Source excerpt –

— Start —

HAVE_EFFICIENT_UNALIGNED_ACCESS on ARM32 (was: Alignment issues in zImage with Linux 4.12, LZ4 and GCC5.3)

From: Romain Izard
Date: Mon Sep 04 2017 - 12:19:50 EST


2017-07-24 13:07 GMT+02:00 Ard Biesheuvel <ard.biesheuvel@xxxxxxxxxx>:
> On 24 July 2017 at 11:57, Romain Izard <romain.izard.pro@xxxxxxxxx> wrote:
>>
>> While upgrading the kernel from 4.9 to 4.12 for a custom board with a
>> Cortex-A5 based CPU, I have encountered a compilation issue that leads to
>> a data abort during the execution of the LZ4 decompression code in
>> zImage.
>>
>> [...]
>>
>> The compilation options are a little different between both cases:
>> The library is built with -O3, whereas the zImage decompressor is built
>> with -O2, -DDISABLE_BRANCH_PROFILING, -fpic, -mno-single-pic-base,
>> -fno-builtin. All other compilation options are shared in both cases.

— End —

Mask labeling examples
— Start —

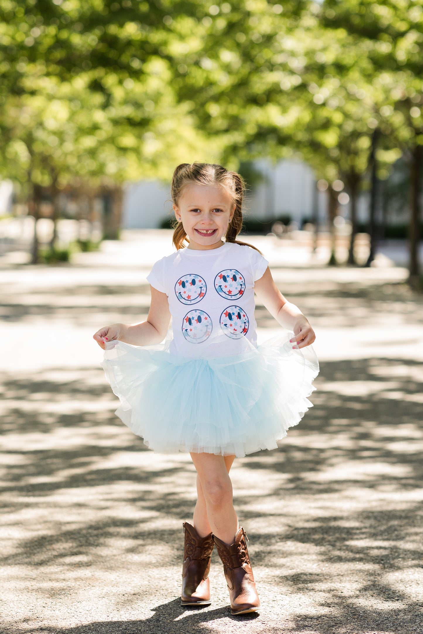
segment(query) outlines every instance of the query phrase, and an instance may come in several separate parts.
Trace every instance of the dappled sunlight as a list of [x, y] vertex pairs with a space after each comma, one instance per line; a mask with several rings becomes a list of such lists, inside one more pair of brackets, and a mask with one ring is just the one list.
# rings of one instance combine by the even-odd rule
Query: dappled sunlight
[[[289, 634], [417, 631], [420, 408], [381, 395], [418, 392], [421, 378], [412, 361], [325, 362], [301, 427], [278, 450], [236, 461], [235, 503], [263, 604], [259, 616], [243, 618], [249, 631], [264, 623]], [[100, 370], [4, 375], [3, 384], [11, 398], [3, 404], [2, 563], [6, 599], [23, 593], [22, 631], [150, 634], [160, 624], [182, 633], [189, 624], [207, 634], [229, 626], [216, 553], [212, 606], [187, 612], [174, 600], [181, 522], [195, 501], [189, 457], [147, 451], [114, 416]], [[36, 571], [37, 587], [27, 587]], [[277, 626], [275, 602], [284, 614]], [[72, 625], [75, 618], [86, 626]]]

— End —
— Start —

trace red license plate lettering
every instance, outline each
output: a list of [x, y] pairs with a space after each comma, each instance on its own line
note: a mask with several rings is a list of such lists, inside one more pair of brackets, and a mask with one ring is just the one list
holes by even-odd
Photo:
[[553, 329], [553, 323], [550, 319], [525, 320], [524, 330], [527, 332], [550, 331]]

— End —

List of tasks –
• a. Write out the part of the mailing list post on LZ4 alignment from "2017-07-24 13:07 GMT+02:00" to "in both cases.", word for word.
• b. Pick up the mailing list post on LZ4 alignment after its last sentence and write the next few lines.

Outputs in order –
• a.
2017-07-24 13:07 GMT+02:00 Ard Biesheuvel <ard.biesheuvel@xxxxxxxxxx>:
> On 24 July 2017 at 11:57, Romain Izard <romain.izard.pro@xxxxxxxxx> wrote:
>>
>> While upgrading the kernel from 4.9 to 4.12 for a custom board with a
>> Cortex-A5 based CPU, I have encountered a compilation issue that leads to
>> a data abort during the execution of the LZ4 decompression code in
>> zImage.
>>
>> [...]
>>
>> The compilation options are a little different between both cases:
>> The library is built with -O3, whereas the zImage decompressor is built
>> with -O2, -DDISABLE_BRANCH_PROFILING, -fpic, -mno-single-pic-base,
>> -fno-builtin. All other compilation options are shared in both cases.

• b.
>>

This is a red herring: the critical option here is '-fno-builtin'. If it is
not set, the bug disappears. It also disappears if we replace it with
'-fno-builtin-putc'. But it only changes the optimizations applied by
the compiler itself, and cannot explain the issue.

Before updating the LZ4 decompressor, the LZ4 header contained specific
code for handling alignment issues, which has been changed.

>> For Linux 4.9, the LZ4 decompressor code is completely different, which
>> explains why the issue appeared when changing kernel versions.
>>
>
> I see some void* to u32* casts in the new code, which makes me think
> that it is perhaps not valid C, and has maybe not been tested on an
> architecture that has stricter alignment requirements than x86?
>

I can reproduce it easily on v4.13 with GCC6.3:
- Configure with allnoconfig
- Enable CONFIG_MMU, CONFIG_KERNEL_LZ4
- Check the generated assembly for arch/arm/boot/compressed/decompress.o:
In the LZ4_decompress_fast function, the memory access after the third
branch uses ldm and stm. This is invalid, as the addresses can be unaligned.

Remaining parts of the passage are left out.